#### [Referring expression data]
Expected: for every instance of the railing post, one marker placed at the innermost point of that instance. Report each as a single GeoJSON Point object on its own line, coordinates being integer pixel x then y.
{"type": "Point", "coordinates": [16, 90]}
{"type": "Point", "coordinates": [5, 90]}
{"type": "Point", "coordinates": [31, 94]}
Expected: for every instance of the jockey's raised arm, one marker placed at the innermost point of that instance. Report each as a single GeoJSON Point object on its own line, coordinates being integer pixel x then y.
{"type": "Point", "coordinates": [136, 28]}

#### [ABOUT THIS TASK]
Give the entries again in full, with nothing changed.

#### [THE COMPLETED TASK]
Expected: for every instance of the railing post, one marker placed at the innermost point of that instance. Report each as a single GeoJSON Point object on its own line, coordinates being integer pixel x then y.
{"type": "Point", "coordinates": [16, 90]}
{"type": "Point", "coordinates": [5, 90]}
{"type": "Point", "coordinates": [31, 94]}
Expected: for every instance of the jockey's raised arm, one marker placed at the innermost point of that instance. Report each as a single GeoJSON Point object on its own line, coordinates being integer pixel x then y.
{"type": "Point", "coordinates": [136, 28]}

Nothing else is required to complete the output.